▶ Texto seleccionado
┄┄┄┄┄┄
¿Cómo están de ánimos?

Nuestra realidad cotidiana y doméstica es buena, pero el pensamiento no se queda en tu burbuja. Vivo al lado del Gregorio Marañon, que ha sido un hospital importantísimo en mi vida porque, entre otras cosas, ahí estuvo ingresado mi padre sus últimos días. Conozco a sus médicos, a gente que ha estado ingresada y a gente que ha muerto allí y, claro, por la noche te cuesta conciliar el sueño. En fin, estoy como todos. No quiero destacarme.

¿Pero es bueno hablar de lo que se siente? Expresar el miedo.

El lunes tuve un encuentro virtual con los lectores y alguien me preguntó precisamente que cómo gestionaba el miedo. Y yo contesté que no pasa nada por confesar tu angustia. Al principio del encierro mirabas las redes y esto parecía una fiesta de hiperactividad, como si nuestra mente no se hubiera parado a pensar. Diez días después estamos en pleno bajón, porque ahora se percibe claramente que esto va a ser largo y porque ya muchos empiezan a estar mal sabiendo que no van tener trabajo cuando todo esto acabe. Así que, claro que me cuesta tener aquel optimismo banal.
┄┄┄┄┄┄
▶ Datos proporcionados
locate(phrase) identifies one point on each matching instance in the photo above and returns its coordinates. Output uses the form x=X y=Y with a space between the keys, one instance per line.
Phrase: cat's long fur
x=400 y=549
┄┄┄┄┄┄
▶ Descripción de la tarea
Reproduce el pasaje de la entrevista que comienza con las palabras "El lunes tuve" y termina con "aquel optimismo banal.". No hace falta consultar el listado.

▶ Respuesta a la tarea
El lunes tuve un encuentro virtual con los lectores y alguien me preguntó precisamente que cómo gestionaba el miedo. Y yo contesté que no pasa nada por confesar tu angustia. Al principio del encierro mirabas las redes y esto parecía una fiesta de hiperactividad, como si nuestra mente no se hubiera parado a pensar. Diez días después estamos en pleno bajón, porque ahora se percibe claramente que esto va a ser largo y porque ya muchos empiezan a estar mal sabiendo que no van tener trabajo cuando todo esto acabe. Así que, claro que me cuesta tener aquel optimismo banal.